### [THINGS TO DO]
A. Decide whether each statement below agrees with the furosemide text, answering yes or no and quoting the words of the text that settle it. (i) Furosemide has to be taken with food. (ii) Furosemide keeps the body from absorbing too much salt, and that salt leaves in the urine. (iii) Furosemide should be kept in a spot exposed to direct sunlight.
B. Carry the furosemide text forward with new sentences that follow its final line.

Furosemide is used for treating water retention or edema caused due to a wide range of conditions like congestive heart failure, liver disease, or nephrotic syndrome. It is also effective in the treatment of high blood pressure.
How does it work
Furosemide works by preventing the body from absorbing too much salt. The salt is eliminated in the urine.
Taking Furosemide & the right dosage
Furosemide may be taken with or without a meal.
The treatment must continue for at least three months for you to notice any difference. If you do not notice any difference after taking the medicine for up to 12 months, then it may not work for you at all.
Store Furosemide in a cool and dark place at room temperature. Do not store it in a place where it can get exposed to direct sunlight or moisture.
Keep it away from children and pets.
Safety Information/ Warning Precautions
Before using Furosemide, you should consult a physician and discuss about your medical history.

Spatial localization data

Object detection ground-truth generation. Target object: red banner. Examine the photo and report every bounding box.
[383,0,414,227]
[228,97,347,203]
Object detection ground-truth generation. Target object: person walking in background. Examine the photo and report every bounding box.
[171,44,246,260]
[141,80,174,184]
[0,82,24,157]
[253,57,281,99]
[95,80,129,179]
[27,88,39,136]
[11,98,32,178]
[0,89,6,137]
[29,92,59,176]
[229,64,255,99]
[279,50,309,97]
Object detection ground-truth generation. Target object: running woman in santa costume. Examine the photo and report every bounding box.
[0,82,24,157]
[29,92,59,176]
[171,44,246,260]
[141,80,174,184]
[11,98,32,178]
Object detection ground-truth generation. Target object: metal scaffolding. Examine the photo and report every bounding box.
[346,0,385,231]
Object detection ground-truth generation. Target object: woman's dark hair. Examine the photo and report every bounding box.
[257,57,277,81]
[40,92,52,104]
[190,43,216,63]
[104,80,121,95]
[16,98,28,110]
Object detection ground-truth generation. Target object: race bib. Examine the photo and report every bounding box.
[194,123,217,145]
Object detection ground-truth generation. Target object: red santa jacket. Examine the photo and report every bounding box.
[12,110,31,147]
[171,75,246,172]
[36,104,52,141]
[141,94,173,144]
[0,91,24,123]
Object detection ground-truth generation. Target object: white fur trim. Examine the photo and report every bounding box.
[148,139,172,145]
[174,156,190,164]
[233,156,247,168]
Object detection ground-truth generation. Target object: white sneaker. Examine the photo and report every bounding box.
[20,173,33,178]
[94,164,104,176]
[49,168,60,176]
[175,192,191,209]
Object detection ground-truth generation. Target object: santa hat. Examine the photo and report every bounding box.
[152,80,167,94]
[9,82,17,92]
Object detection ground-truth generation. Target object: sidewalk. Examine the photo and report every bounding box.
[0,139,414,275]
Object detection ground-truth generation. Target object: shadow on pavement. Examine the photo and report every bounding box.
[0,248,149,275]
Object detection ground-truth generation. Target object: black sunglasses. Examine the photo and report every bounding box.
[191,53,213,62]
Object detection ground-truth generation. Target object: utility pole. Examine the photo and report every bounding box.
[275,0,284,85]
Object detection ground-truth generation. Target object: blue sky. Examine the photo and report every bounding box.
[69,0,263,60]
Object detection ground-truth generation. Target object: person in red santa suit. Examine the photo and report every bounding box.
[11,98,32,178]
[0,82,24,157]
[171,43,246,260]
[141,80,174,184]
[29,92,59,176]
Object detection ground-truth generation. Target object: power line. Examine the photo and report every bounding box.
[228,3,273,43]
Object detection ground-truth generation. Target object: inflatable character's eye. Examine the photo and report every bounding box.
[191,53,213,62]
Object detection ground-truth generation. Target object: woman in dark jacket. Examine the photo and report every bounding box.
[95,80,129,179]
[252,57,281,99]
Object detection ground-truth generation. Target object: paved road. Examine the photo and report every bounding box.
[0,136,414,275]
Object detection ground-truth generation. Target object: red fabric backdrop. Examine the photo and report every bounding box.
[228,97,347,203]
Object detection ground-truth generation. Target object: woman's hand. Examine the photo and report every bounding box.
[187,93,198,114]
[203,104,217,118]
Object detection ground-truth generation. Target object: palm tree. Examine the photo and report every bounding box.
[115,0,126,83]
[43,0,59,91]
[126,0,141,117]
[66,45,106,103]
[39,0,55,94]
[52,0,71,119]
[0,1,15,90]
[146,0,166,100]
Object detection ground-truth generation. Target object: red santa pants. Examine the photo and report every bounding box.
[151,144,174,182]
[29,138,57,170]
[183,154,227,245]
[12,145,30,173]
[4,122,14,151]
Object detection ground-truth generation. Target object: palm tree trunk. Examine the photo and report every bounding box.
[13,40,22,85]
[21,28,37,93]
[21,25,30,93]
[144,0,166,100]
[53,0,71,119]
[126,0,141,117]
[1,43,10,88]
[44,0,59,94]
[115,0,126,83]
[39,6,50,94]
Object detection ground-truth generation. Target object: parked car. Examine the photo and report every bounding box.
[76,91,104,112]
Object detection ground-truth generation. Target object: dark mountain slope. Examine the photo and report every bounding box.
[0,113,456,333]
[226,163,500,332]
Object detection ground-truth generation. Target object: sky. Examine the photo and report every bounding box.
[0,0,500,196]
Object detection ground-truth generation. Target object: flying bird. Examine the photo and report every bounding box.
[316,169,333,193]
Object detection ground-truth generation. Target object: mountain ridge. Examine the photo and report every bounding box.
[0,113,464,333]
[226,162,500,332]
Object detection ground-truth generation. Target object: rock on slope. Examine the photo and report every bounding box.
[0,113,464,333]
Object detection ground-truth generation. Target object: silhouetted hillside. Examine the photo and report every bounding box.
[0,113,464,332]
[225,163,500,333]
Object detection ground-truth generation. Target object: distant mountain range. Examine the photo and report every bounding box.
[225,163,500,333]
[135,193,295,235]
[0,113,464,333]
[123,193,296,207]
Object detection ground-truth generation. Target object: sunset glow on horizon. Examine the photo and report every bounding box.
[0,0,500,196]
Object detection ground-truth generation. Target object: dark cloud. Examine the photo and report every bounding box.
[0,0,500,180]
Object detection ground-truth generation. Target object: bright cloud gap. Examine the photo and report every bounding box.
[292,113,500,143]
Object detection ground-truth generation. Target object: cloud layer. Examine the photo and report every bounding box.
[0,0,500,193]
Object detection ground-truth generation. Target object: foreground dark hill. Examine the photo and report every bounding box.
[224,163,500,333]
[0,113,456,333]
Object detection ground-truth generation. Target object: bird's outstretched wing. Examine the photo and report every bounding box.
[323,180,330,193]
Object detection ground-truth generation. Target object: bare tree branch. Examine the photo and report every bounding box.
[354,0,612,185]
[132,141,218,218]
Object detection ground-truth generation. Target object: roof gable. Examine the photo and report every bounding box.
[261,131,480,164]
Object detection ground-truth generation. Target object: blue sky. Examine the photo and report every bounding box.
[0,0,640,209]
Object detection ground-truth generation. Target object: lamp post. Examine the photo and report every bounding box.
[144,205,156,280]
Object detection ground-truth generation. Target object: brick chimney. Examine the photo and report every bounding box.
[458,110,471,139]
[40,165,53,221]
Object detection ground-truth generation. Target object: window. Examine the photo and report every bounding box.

### [ANSWERS PROVIDED]
A.
(i) No: "Furosemide may be taken with or without a meal."
(ii) Yes: "Furosemide works by preventing the body from absorbing too much salt. The salt is eliminated in the urine."
(iii) No: "Do not store it in a place where it can get exposed to direct sunlight or moisture."

B.
Furosemide may not be suitable for you if:
You are allergic to sulfa drugs
You have diabetes
You have lupus
You have kidney disease
You have problem urinating
You have an obstruction in your bladder
You have high triglycerides or cholesterol level
You have gout or lupus
You have electrolyte imbalance
If you have had an MRI (magnetic resonance imaging) which involves a radioactive dye being injected into your veins then you must inform your doctor about it.
You will be urinating more frequently. This may cause you to get dehydrated. Ensure that you ask your doctor about getting sufficient salt and potassium in your diet.
Furosemide may interact with some medications. So if you are using any prescription, non prescription, OTC medicines or dietary supplements, then inform your physician in advance before you use Furosemide.
The most common side effects of Furosemide are:
Diarrhea, constipation, stomach pain, dizziness, spinning sensation or mild itching or rash.
These side effects usually subside by themselves in sometime as the body gets used to Furosemide.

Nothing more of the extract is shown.